**SET PROBLEM:** Count the lines below that contain the string "tentacle", treating uppercase and lowercase as different. Reply with the number only.

**INPUT FOR THIS TASK:**
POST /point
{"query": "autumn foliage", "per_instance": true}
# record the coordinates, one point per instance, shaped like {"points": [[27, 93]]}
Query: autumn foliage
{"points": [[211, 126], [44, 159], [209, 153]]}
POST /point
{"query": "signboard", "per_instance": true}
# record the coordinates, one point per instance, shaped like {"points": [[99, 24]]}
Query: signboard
---
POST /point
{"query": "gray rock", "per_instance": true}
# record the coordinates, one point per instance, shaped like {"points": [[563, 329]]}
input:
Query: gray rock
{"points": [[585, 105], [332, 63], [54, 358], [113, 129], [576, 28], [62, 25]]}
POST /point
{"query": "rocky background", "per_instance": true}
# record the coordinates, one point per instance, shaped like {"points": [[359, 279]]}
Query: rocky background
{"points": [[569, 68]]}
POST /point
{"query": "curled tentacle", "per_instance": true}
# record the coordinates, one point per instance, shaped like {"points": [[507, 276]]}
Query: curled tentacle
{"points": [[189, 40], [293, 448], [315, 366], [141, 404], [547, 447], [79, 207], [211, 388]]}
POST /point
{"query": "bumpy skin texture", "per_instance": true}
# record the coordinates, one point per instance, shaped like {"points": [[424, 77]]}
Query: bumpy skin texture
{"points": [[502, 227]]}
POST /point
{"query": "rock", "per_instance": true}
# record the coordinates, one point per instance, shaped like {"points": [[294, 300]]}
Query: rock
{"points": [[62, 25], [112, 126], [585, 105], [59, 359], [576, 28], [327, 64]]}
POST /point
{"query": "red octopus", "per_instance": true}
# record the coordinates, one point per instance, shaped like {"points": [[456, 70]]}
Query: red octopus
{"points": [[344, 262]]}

**TASK OUTPUT:** 2